[Stored dataset items]
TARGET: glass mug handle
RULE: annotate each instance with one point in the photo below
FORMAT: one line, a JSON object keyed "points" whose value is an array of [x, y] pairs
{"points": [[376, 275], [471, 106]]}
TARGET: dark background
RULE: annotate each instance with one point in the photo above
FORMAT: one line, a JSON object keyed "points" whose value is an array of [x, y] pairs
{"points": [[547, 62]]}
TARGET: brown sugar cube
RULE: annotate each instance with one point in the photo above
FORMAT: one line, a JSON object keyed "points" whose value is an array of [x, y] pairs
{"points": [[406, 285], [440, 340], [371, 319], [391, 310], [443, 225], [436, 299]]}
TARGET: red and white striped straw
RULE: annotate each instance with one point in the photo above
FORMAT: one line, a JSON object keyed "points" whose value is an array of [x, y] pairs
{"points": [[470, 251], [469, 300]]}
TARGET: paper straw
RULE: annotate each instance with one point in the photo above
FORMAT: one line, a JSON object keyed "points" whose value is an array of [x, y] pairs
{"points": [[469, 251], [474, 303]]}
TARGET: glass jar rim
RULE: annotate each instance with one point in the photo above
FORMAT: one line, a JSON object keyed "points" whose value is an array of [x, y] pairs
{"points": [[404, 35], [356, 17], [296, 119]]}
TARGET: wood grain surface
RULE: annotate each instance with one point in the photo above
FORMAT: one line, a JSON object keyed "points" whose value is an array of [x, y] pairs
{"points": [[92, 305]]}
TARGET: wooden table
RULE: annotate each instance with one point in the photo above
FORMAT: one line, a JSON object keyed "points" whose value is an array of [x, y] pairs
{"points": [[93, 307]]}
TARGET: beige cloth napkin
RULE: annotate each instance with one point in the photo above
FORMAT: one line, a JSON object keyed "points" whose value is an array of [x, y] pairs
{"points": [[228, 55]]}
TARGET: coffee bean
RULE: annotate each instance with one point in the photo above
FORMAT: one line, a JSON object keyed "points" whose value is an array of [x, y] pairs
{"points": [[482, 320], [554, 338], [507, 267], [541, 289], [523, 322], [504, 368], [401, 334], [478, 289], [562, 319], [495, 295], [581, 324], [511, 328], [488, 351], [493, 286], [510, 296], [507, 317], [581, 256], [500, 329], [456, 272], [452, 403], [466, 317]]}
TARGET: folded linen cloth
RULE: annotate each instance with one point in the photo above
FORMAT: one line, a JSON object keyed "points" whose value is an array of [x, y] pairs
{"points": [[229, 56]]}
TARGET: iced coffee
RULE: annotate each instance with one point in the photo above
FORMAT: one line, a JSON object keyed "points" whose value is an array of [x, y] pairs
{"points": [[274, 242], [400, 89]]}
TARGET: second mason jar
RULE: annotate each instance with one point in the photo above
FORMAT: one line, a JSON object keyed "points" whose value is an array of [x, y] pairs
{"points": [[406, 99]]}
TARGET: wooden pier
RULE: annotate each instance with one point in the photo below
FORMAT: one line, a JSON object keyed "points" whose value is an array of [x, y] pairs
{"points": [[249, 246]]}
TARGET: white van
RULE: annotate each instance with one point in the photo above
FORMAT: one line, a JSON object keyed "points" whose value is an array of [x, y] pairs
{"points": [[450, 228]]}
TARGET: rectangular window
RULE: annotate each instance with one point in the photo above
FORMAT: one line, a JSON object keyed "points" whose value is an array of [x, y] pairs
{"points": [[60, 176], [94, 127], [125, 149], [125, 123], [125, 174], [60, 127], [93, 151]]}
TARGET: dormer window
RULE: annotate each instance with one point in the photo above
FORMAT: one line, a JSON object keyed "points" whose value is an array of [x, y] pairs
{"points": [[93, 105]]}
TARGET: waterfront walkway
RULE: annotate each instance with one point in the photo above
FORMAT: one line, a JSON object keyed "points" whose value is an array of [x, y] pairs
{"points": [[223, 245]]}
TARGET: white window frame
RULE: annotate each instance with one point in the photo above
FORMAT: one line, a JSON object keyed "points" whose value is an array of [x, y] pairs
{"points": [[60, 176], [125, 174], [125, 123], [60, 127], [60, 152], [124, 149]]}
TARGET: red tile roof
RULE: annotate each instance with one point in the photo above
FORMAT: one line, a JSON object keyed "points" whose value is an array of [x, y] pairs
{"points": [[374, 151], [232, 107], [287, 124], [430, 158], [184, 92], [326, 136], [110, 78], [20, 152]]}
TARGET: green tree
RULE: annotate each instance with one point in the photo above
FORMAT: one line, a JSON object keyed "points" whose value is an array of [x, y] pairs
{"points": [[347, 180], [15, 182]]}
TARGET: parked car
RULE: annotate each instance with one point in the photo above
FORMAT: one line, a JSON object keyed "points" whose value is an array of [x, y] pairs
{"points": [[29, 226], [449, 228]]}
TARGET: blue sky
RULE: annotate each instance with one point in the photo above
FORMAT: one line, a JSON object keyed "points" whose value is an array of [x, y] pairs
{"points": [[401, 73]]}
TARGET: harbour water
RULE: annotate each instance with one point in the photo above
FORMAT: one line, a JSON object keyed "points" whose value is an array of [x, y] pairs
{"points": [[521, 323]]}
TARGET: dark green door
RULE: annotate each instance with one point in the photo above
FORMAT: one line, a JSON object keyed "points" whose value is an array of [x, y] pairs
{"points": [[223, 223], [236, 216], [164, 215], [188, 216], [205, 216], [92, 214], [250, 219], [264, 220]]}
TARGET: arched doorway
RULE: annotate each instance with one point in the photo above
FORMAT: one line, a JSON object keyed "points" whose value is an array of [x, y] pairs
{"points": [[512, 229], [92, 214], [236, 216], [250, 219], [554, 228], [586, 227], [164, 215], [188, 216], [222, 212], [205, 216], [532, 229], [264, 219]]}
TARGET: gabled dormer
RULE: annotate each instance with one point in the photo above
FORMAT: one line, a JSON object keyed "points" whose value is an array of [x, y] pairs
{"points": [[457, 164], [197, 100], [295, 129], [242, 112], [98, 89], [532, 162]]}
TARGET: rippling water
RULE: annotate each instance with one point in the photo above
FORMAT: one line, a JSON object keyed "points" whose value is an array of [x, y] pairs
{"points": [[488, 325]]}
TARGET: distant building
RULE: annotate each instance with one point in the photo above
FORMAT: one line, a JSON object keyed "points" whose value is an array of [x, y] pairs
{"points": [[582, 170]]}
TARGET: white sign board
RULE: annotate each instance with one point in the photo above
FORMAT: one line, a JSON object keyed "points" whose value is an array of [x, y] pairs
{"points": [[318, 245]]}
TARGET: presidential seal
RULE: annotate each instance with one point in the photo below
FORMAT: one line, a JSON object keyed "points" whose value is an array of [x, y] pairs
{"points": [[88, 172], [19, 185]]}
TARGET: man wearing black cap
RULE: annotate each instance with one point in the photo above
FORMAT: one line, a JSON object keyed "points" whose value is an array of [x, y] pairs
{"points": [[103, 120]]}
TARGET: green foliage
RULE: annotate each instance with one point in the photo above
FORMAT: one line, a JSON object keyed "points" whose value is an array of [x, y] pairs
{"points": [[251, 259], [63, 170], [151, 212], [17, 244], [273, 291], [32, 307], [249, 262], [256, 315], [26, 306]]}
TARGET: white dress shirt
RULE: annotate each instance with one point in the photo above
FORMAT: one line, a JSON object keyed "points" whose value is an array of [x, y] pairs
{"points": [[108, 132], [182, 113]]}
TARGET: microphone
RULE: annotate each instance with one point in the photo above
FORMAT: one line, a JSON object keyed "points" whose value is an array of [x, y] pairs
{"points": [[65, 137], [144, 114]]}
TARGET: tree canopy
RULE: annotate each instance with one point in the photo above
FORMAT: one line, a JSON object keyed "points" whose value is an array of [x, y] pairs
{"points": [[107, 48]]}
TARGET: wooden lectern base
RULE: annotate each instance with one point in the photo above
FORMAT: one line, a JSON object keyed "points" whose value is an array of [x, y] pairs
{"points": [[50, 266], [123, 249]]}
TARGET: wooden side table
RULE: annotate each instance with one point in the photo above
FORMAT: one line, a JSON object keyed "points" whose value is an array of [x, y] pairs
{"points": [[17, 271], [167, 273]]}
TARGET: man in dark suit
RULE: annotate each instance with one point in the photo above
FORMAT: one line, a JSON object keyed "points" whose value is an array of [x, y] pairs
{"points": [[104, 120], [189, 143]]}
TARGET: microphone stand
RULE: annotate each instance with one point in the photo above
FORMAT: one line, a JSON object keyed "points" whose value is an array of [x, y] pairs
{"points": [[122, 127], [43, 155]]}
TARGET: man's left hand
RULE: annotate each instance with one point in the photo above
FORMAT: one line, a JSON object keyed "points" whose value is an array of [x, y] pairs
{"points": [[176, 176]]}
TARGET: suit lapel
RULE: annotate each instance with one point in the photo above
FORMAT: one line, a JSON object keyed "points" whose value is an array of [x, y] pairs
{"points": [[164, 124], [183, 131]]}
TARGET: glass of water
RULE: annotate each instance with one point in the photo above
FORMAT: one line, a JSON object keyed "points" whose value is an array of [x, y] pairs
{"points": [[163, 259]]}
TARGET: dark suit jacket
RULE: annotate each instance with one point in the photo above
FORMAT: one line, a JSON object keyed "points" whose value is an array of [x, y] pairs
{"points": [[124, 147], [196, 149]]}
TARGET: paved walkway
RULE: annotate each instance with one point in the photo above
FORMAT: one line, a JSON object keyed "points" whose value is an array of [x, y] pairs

§ **What the exercise asks**
Write the lines out exactly, from the one with "TARGET: man's left hand" down to the last line of the listing, and leave out all others.

§ **Exercise solution**
TARGET: man's left hand
RULE: annotate each instance with one point in the photo above
FORMAT: one line, a JSON object keyed "points" whose value is an array of [x, y] pairs
{"points": [[176, 176]]}
TARGET: suit lapel
RULE: annotate each instance with one point in the photo above
FORMAT: one line, a JSON object keyed "points" whose value is an array of [x, y] pairs
{"points": [[164, 124], [183, 131]]}
TARGET: glass of water
RULE: annotate each instance with one point in the photo above
FORMAT: one line, a JSON object keyed "points" whose value is an array of [x, y] pairs
{"points": [[163, 259]]}
TARGET: dark suit jacket
RULE: annotate each instance with one point in the photo above
FORMAT: one line, a JSON object keyed "points" whose value is an array of [x, y] pairs
{"points": [[124, 147], [196, 149]]}
TARGET: paved walkway
RULE: annotate each instance with one point in the photo above
FORMAT: one line, a JSON object keyed "points" whose value is an array of [x, y] pairs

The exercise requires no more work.